抜粋文 =

水神社の前を右に折れると、馬頭観世音の石塔が4体も建っていた。そして、宝沢沼の増水時の水を阿武隈川に流す照内川を左に見ての桜並木で、街道に復帰する。
照内川に架かる高江橋を渡ると上り坂でとなり、姿の良い松が見えてくる。街道の松並木の名残である。坂を下ると、牛ケ池の碑があり、記述によれば、文化年間(1804?1818)の始め、名主の滝田佐野右門が牛ケ池開拓を志し、二本松藩主より許可を得て私財を投じて開拓したことを後世に伝えようとするものであった。
さて、肝心の牛ケ池だが、一面に葦が茂って、水面は全く見えなかった。しかし、牛ガエル(食用ガエル)の野太い声が、僅かにここが池であることを語っていた。
牛ケ池から100mほどで、街道は左に別れ、自動車の通行が減って有り難い。断片的に松並木が残っていて、馬頭観世音等の石碑が見られる。

保存済みデータ項目 =
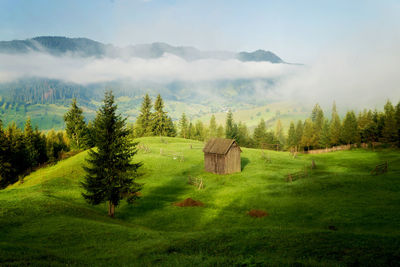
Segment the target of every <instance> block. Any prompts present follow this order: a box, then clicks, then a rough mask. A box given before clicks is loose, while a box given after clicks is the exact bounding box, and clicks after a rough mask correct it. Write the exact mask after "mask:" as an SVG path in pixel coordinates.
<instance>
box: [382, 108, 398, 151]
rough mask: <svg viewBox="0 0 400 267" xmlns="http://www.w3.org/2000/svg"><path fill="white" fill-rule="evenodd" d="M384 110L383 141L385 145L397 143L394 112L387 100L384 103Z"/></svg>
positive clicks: (395, 113) (382, 129) (395, 112)
mask: <svg viewBox="0 0 400 267" xmlns="http://www.w3.org/2000/svg"><path fill="white" fill-rule="evenodd" d="M384 110H385V115H384V126H383V129H382V137H383V141H384V142H385V143H392V142H398V131H397V122H396V111H395V109H394V107H393V105H392V103H391V102H390V101H389V100H388V101H387V102H386V104H385V107H384Z"/></svg>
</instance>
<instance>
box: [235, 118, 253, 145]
mask: <svg viewBox="0 0 400 267" xmlns="http://www.w3.org/2000/svg"><path fill="white" fill-rule="evenodd" d="M237 129H238V130H237V135H236V142H237V143H238V144H239V145H240V146H245V147H246V146H248V145H249V143H250V136H249V130H248V129H247V126H246V124H245V123H242V122H239V123H238V126H237Z"/></svg>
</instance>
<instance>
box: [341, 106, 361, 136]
mask: <svg viewBox="0 0 400 267" xmlns="http://www.w3.org/2000/svg"><path fill="white" fill-rule="evenodd" d="M357 138H358V127H357V118H356V114H355V113H354V111H348V112H347V113H346V116H345V118H344V120H343V127H342V140H343V142H344V143H345V144H353V143H356V142H357V141H358V139H357Z"/></svg>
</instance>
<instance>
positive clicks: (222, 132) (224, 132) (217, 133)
mask: <svg viewBox="0 0 400 267" xmlns="http://www.w3.org/2000/svg"><path fill="white" fill-rule="evenodd" d="M224 135H225V130H224V127H223V126H222V125H219V126H218V128H217V137H218V138H223V137H224Z"/></svg>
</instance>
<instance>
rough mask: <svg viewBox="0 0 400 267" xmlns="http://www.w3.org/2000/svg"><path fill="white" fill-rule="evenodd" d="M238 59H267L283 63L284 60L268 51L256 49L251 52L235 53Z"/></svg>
mask: <svg viewBox="0 0 400 267" xmlns="http://www.w3.org/2000/svg"><path fill="white" fill-rule="evenodd" d="M237 58H238V59H239V60H240V61H268V62H271V63H284V61H283V60H282V59H281V58H280V57H278V56H277V55H275V54H274V53H272V52H270V51H264V50H257V51H254V52H251V53H248V52H240V53H238V55H237Z"/></svg>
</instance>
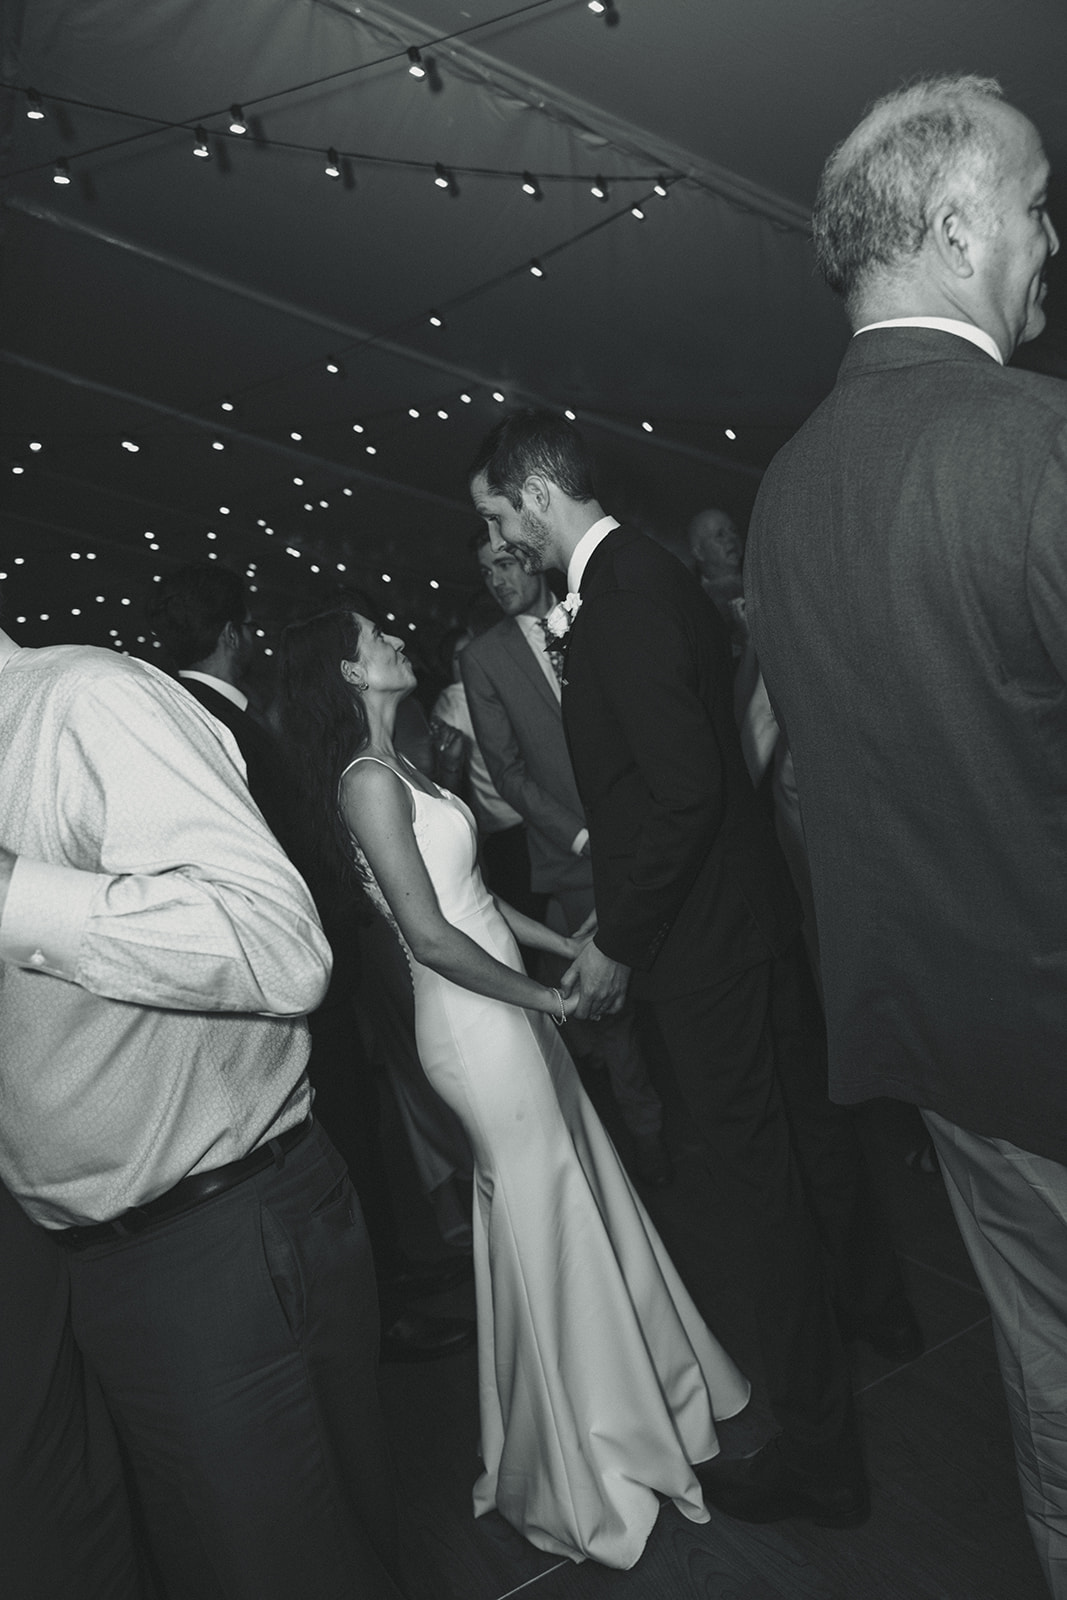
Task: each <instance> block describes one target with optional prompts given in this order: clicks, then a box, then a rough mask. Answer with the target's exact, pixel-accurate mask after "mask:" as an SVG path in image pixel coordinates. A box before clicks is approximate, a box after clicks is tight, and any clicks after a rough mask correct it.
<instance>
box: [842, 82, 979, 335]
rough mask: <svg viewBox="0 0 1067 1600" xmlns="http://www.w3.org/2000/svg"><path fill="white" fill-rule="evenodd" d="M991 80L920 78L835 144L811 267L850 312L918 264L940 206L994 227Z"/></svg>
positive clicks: (868, 114)
mask: <svg viewBox="0 0 1067 1600" xmlns="http://www.w3.org/2000/svg"><path fill="white" fill-rule="evenodd" d="M995 102H1003V90H1001V86H1000V83H998V82H997V78H979V77H974V75H971V74H960V75H957V77H942V78H925V80H921V82H920V83H912V85H909V86H907V88H904V90H897V91H896V93H894V94H886V96H885V98H883V99H880V101H875V104H873V106H872V107H870V109H869V110H867V114H865V117H864V120H862V122H861V123H859V125H857V126H856V128H854V130H853V131H851V133H849V136H848V138H846V139H843V141H841V144H838V146H837V149H835V150H833V154H832V155H830V160H829V162H827V163H825V168H824V170H822V178H821V181H819V194H817V197H816V205H814V213H813V219H811V221H813V235H814V248H816V262H817V266H819V270H821V272H822V277H824V278H825V280H827V283H829V285H830V288H832V290H837V293H838V294H841V296H843V298H845V302H846V304H851V302H853V301H854V299H856V296H857V293H861V291H862V290H864V286H865V285H867V283H869V280H870V278H872V277H877V275H878V274H880V272H885V270H893V269H894V267H899V266H901V264H904V262H905V261H909V259H910V258H913V256H917V254H918V251H920V250H921V246H923V240H925V238H926V234H928V230H929V221H931V213H933V211H934V208H936V206H937V205H939V203H941V202H942V200H945V198H950V200H952V202H953V203H955V205H958V206H960V210H961V211H963V214H965V216H966V219H968V221H969V222H977V224H979V226H982V224H984V226H995V222H997V210H995V198H997V190H998V187H1000V141H998V136H997V130H995V126H993V118H992V117H990V115H989V112H990V107H992V106H993V104H995Z"/></svg>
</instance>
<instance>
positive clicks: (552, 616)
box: [544, 594, 582, 642]
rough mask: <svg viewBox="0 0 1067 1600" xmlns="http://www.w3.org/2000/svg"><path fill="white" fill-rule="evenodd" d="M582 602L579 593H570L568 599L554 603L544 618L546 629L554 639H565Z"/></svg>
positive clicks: (575, 617)
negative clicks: (559, 602) (577, 611)
mask: <svg viewBox="0 0 1067 1600" xmlns="http://www.w3.org/2000/svg"><path fill="white" fill-rule="evenodd" d="M581 603H582V597H581V595H579V594H569V595H568V597H566V600H560V603H558V605H553V606H552V610H550V611H549V614H547V616H545V619H544V630H545V634H547V635H549V638H552V640H560V642H561V640H565V638H566V635H568V634H569V630H571V622H573V621H574V618H576V616H577V608H579V606H581Z"/></svg>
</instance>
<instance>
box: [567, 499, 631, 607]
mask: <svg viewBox="0 0 1067 1600" xmlns="http://www.w3.org/2000/svg"><path fill="white" fill-rule="evenodd" d="M617 526H619V518H617V517H601V518H600V522H595V523H593V525H592V528H585V533H584V534H582V536H581V539H579V541H577V544H576V546H574V549H573V550H571V560H569V562H568V566H566V592H568V594H571V595H576V594H577V590H579V589H581V586H582V578H584V574H585V566H587V565H589V557H590V555H592V554H593V550H595V549H597V546H598V544H600V541H601V539H606V536H608V534H609V533H611V530H613V528H617Z"/></svg>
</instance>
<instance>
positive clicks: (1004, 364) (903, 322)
mask: <svg viewBox="0 0 1067 1600" xmlns="http://www.w3.org/2000/svg"><path fill="white" fill-rule="evenodd" d="M875 328H939V330H941V331H942V333H955V334H957V336H958V338H960V339H969V341H971V344H977V347H979V350H985V354H987V355H992V357H993V360H995V362H1000V365H1001V366H1003V365H1005V358H1003V355H1001V354H1000V349H998V347H997V341H995V339H993V338H992V334H989V333H985V328H976V326H974V323H973V322H957V320H955V318H953V317H889V318H888V320H886V322H869V323H865V325H864V326H862V328H857V330H856V333H854V334H853V338H854V339H857V338H859V334H861V333H873V330H875Z"/></svg>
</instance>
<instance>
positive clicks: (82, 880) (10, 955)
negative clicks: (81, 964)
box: [0, 856, 101, 979]
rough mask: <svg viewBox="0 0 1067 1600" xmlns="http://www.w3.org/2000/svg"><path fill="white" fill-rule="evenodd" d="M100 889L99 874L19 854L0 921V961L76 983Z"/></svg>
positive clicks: (14, 869) (38, 972)
mask: <svg viewBox="0 0 1067 1600" xmlns="http://www.w3.org/2000/svg"><path fill="white" fill-rule="evenodd" d="M99 885H101V877H99V875H98V874H96V872H80V870H78V869H77V867H59V866H54V864H53V862H48V861H27V859H26V858H24V856H18V858H16V862H14V867H13V870H11V883H10V888H8V898H6V902H5V907H3V922H0V960H5V962H11V963H13V965H14V966H29V968H30V970H32V971H38V973H51V974H53V976H54V978H67V979H74V974H75V970H77V965H78V955H80V952H82V941H83V938H85V925H86V922H88V918H90V909H91V904H93V901H94V898H96V893H98V890H99Z"/></svg>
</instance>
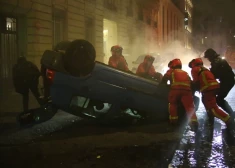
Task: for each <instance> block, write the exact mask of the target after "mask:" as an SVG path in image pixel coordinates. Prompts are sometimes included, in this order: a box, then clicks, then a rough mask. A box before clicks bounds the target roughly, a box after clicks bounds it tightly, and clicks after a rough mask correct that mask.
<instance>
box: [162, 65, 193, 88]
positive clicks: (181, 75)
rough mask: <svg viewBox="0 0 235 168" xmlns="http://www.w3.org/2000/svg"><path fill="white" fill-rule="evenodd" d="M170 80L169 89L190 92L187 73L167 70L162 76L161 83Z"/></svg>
mask: <svg viewBox="0 0 235 168" xmlns="http://www.w3.org/2000/svg"><path fill="white" fill-rule="evenodd" d="M168 80H170V85H171V89H184V90H191V82H192V81H191V79H190V77H189V75H188V73H187V72H185V71H183V70H181V69H169V70H168V71H167V72H166V73H165V75H164V76H163V81H165V82H167V81H168Z"/></svg>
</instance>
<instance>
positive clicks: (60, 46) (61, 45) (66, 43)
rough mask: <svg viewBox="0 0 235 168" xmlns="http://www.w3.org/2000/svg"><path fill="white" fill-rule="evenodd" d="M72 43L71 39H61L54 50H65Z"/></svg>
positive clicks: (55, 46) (67, 47)
mask: <svg viewBox="0 0 235 168" xmlns="http://www.w3.org/2000/svg"><path fill="white" fill-rule="evenodd" d="M70 44H71V42H70V41H61V42H59V43H57V44H56V46H55V47H54V51H65V50H66V49H67V48H68V47H69V45H70Z"/></svg>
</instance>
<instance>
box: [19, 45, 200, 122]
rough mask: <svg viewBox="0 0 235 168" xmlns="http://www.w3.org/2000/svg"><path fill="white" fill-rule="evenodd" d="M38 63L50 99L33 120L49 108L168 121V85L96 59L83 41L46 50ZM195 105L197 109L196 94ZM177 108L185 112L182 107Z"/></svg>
mask: <svg viewBox="0 0 235 168" xmlns="http://www.w3.org/2000/svg"><path fill="white" fill-rule="evenodd" d="M41 64H42V72H43V78H44V85H45V86H44V88H45V90H47V91H46V92H45V95H44V96H45V97H46V98H47V100H49V101H47V102H46V103H45V107H43V111H42V112H40V113H34V114H32V115H31V118H33V119H36V118H37V120H40V119H39V118H40V116H43V114H44V115H45V114H46V113H48V109H50V114H51V116H50V117H52V116H53V114H54V113H55V112H56V111H57V110H58V109H61V110H64V111H65V112H68V113H72V114H74V115H77V116H80V117H82V118H91V119H106V120H110V121H111V119H112V118H114V117H118V116H121V115H123V114H125V115H129V116H130V117H133V118H139V119H151V120H154V121H156V122H159V121H167V120H168V117H169V114H168V91H169V87H168V86H165V85H159V83H158V82H156V81H154V80H149V79H145V78H142V77H139V76H137V75H135V74H131V73H126V72H123V71H120V70H117V69H114V68H112V67H109V66H107V65H105V64H103V63H101V62H97V61H95V49H94V48H93V46H92V45H91V44H90V43H89V42H87V41H85V40H75V41H73V42H72V43H71V44H70V45H69V47H68V48H67V50H66V52H65V53H63V52H59V51H51V50H46V51H45V52H44V54H43V56H42V59H41ZM195 105H196V108H198V105H199V98H198V97H195ZM179 111H180V113H181V114H184V109H183V107H180V109H179ZM50 117H44V118H43V117H41V118H43V119H41V120H43V121H45V120H47V119H49V118H50ZM22 122H23V120H22Z"/></svg>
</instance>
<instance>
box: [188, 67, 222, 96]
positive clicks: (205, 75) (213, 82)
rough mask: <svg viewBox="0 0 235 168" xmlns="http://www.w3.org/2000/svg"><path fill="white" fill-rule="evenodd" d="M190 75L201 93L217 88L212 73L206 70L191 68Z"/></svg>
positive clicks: (197, 67) (212, 89)
mask: <svg viewBox="0 0 235 168" xmlns="http://www.w3.org/2000/svg"><path fill="white" fill-rule="evenodd" d="M191 73H192V76H193V81H194V82H199V84H200V91H201V92H205V91H208V90H213V89H218V88H219V83H218V82H217V80H216V79H215V77H214V75H213V74H212V72H211V71H209V70H208V69H207V68H205V67H193V68H192V71H191Z"/></svg>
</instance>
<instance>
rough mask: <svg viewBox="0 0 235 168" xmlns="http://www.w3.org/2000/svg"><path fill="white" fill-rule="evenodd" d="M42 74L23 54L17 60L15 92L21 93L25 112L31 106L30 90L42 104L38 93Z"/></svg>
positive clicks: (27, 110)
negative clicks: (38, 88)
mask: <svg viewBox="0 0 235 168" xmlns="http://www.w3.org/2000/svg"><path fill="white" fill-rule="evenodd" d="M40 75H41V73H40V71H39V69H38V68H37V66H36V65H35V64H33V63H32V62H30V61H27V60H26V58H25V57H24V56H23V55H22V54H21V56H20V57H19V58H18V60H17V64H15V65H14V67H13V74H12V76H13V84H14V87H15V91H16V92H17V93H20V94H21V95H22V97H23V110H24V112H27V111H28V106H29V90H31V92H32V93H33V95H34V97H35V98H36V100H37V101H38V103H39V104H42V98H41V97H40V96H41V95H40V93H39V91H38V84H39V77H40Z"/></svg>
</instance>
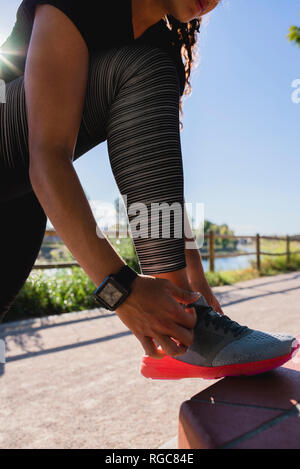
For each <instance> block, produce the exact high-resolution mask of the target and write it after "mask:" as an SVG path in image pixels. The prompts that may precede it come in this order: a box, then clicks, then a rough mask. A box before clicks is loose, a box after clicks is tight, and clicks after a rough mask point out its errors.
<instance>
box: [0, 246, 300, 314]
mask: <svg viewBox="0 0 300 469" xmlns="http://www.w3.org/2000/svg"><path fill="white" fill-rule="evenodd" d="M123 241H124V242H123ZM116 250H117V251H118V252H119V253H120V254H121V255H122V257H123V259H124V260H125V261H126V262H127V263H128V264H129V265H130V266H131V267H132V268H133V269H135V270H136V271H137V272H140V269H139V264H138V260H137V257H136V255H134V256H132V257H130V255H132V250H133V251H134V248H133V245H132V243H130V242H128V240H120V243H118V244H116ZM124 253H125V255H124ZM134 254H135V252H134ZM127 256H128V257H127ZM297 270H300V254H291V257H290V262H289V263H287V259H286V256H277V257H271V256H263V257H262V262H261V272H258V271H257V269H256V266H255V263H253V265H252V267H249V268H247V269H242V270H232V271H221V272H206V277H207V280H208V283H209V284H210V285H211V286H212V287H214V286H220V285H232V284H234V283H236V282H239V281H243V280H249V279H252V278H256V277H259V276H264V275H276V274H278V273H284V272H291V271H297ZM94 290H95V285H94V283H93V282H92V281H91V280H90V279H89V277H88V276H87V274H86V273H85V272H84V271H83V270H82V269H81V268H80V267H73V268H63V269H58V270H57V271H56V272H55V274H54V273H53V272H51V275H49V270H48V271H44V270H34V271H32V273H31V274H30V276H29V277H28V279H27V281H26V283H25V285H24V287H23V288H22V290H21V291H20V293H19V295H18V296H17V298H16V301H15V303H14V304H13V305H12V307H11V309H10V311H9V313H8V315H7V316H6V318H5V322H10V321H15V320H20V319H28V318H33V317H42V316H48V315H53V314H63V313H68V312H72V311H82V310H87V309H93V308H97V307H98V304H97V303H96V301H95V299H94V297H93V295H92V292H93V291H94Z"/></svg>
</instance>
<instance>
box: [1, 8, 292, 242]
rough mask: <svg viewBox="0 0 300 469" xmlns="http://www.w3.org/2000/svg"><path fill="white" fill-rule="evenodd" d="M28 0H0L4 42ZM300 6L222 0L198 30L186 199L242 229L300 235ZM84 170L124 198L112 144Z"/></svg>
mask: <svg viewBox="0 0 300 469" xmlns="http://www.w3.org/2000/svg"><path fill="white" fill-rule="evenodd" d="M19 4H20V1H19V0H17V1H16V0H9V1H8V0H0V6H1V9H0V11H1V15H0V43H1V42H3V41H4V39H5V38H6V37H7V36H8V34H9V32H10V30H11V28H12V26H13V24H14V21H15V13H16V10H17V7H18V5H19ZM299 12H300V1H299V0H288V1H287V0H276V1H272V0H251V1H249V0H223V2H222V3H221V4H220V5H219V6H218V7H217V8H216V9H215V10H214V12H213V13H212V14H211V15H210V16H209V17H208V16H207V17H206V21H205V25H204V26H203V27H202V30H201V33H200V35H199V66H198V67H197V68H196V69H195V70H194V72H193V75H192V80H191V83H192V87H193V91H192V94H191V95H190V96H188V97H186V98H185V99H184V107H183V111H184V117H183V121H182V122H183V125H184V130H183V132H182V133H181V142H182V152H183V160H184V174H185V199H186V202H189V203H192V204H196V203H203V204H204V214H205V218H206V219H209V220H211V221H213V222H216V223H227V224H229V225H230V227H232V228H233V229H234V230H235V232H236V234H249V235H251V234H254V233H257V232H259V233H261V234H274V233H275V234H280V235H285V234H295V233H300V216H299V213H300V211H299V207H300V190H299V185H300V183H299V181H300V158H299V156H300V131H299V130H300V129H299V124H300V103H299V104H295V103H293V102H292V99H291V96H292V92H293V91H294V90H293V88H292V82H293V81H294V80H296V79H300V48H299V47H296V46H295V45H293V44H291V43H290V42H288V40H287V39H286V34H287V32H288V27H289V26H290V25H292V24H300V17H299V16H298V15H299ZM299 96H300V93H299ZM75 168H76V170H77V172H78V175H79V177H80V180H81V183H82V185H83V187H84V189H85V191H86V193H87V194H88V196H89V197H90V198H91V199H95V200H100V201H102V202H103V203H106V205H107V204H109V203H112V202H113V200H114V199H115V198H116V197H118V194H119V192H118V189H117V186H116V183H115V181H114V178H113V175H112V171H111V169H110V164H109V157H108V153H107V145H106V142H105V143H102V144H101V145H99V146H98V147H97V148H95V149H94V150H92V151H91V152H89V153H88V154H86V155H84V156H82V157H81V158H80V159H79V160H78V161H76V162H75Z"/></svg>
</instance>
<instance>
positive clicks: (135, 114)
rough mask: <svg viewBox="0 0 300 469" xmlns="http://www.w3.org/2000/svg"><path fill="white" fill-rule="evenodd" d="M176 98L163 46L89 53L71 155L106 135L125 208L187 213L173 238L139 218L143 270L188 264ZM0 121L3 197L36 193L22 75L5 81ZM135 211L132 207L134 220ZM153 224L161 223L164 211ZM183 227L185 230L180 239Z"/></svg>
mask: <svg viewBox="0 0 300 469" xmlns="http://www.w3.org/2000/svg"><path fill="white" fill-rule="evenodd" d="M179 98H180V87H179V79H178V74H177V71H176V67H175V65H174V62H173V60H172V59H171V58H170V57H169V55H168V54H167V53H166V52H165V51H163V50H162V49H160V48H158V47H152V46H150V45H148V44H142V45H140V44H132V45H131V44H130V45H126V46H123V47H119V48H112V49H109V50H107V51H105V52H103V53H101V54H97V55H93V56H91V57H90V70H89V78H88V84H87V92H86V100H85V106H84V111H83V116H82V123H81V126H80V131H79V134H78V139H77V144H76V149H75V152H74V156H73V159H74V161H75V160H76V159H77V158H79V157H80V156H82V155H83V154H84V153H86V152H87V151H89V150H90V149H91V148H93V147H95V146H96V145H98V144H99V143H101V142H104V141H105V140H107V147H108V153H109V158H110V163H111V168H112V171H113V174H114V177H115V180H116V183H117V185H118V188H119V190H120V193H121V194H122V195H123V196H124V195H126V197H127V209H129V208H130V207H132V204H140V203H142V204H144V206H146V207H147V209H148V214H149V213H150V206H151V204H152V203H158V204H161V203H166V204H168V205H169V206H171V205H172V204H174V203H175V204H177V205H179V206H181V208H182V216H181V217H179V218H178V217H176V219H174V220H173V219H171V234H170V236H169V237H166V238H163V237H162V236H159V237H151V231H150V219H149V217H148V218H147V220H145V225H143V224H142V225H143V226H144V227H145V226H146V229H144V231H143V234H144V235H145V234H148V237H147V238H143V237H139V238H137V237H133V242H134V246H135V249H136V252H137V255H138V258H139V262H140V266H141V270H142V272H143V273H144V274H150V275H151V274H156V273H162V272H170V271H174V270H179V269H181V268H184V267H185V266H186V263H185V253H184V233H183V228H184V223H183V218H184V217H183V204H184V178H183V164H182V154H181V142H180V130H179ZM58 112H59V109H58ZM0 119H1V121H0V122H1V128H0V144H1V146H0V171H1V173H2V175H1V191H0V200H2V201H4V200H8V199H13V198H16V197H19V196H21V195H24V194H25V193H26V192H27V193H28V192H30V191H32V188H31V186H30V182H29V179H28V162H29V155H28V141H27V140H28V128H27V119H26V110H25V95H24V79H23V77H19V78H16V79H15V80H13V81H11V82H10V83H8V85H7V103H6V104H0ZM16 175H17V176H18V177H17V178H16V179H15V176H16ZM16 181H17V182H16ZM99 184H101V175H99ZM136 215H138V213H136V214H133V213H128V218H129V222H130V223H134V219H135V217H136ZM139 220H141V218H140V217H139ZM155 223H159V217H156V222H155ZM157 226H158V225H157ZM157 226H156V227H157ZM152 229H153V226H152ZM178 230H179V233H180V232H181V233H182V235H181V237H179V238H176V236H175V234H176V233H178ZM160 231H161V230H160ZM146 232H148V233H146ZM160 234H161V233H160ZM177 236H178V235H177Z"/></svg>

やること =
A. 抜粋文によると、私財を投じて牛ケ池を開拓したのは誰か。
B. 次の(i)〜(iii)が抜粋文と合っているか、それぞれ「はい」か「いいえ」で答え、決め手となる抜粋文の語句をそのまま引用せよ。(i) 高江橋は照内川に架かっている。(ii) 牛ケ池では水面がよく見えた。(iii) 水神社の前を右に折れた所に、馬頭観世音の石塔が4体あった。

回答一覧 =
A. 名主の滝田佐野右門。

B.
(i) はい。「照内川に架かる高江橋を渡ると」
(ii) いいえ。「一面に葦が茂って、水面は全く見えなかった」
(iii) はい。「水神社の前を右に折れると、馬頭観世音の石塔が4体も建っていた」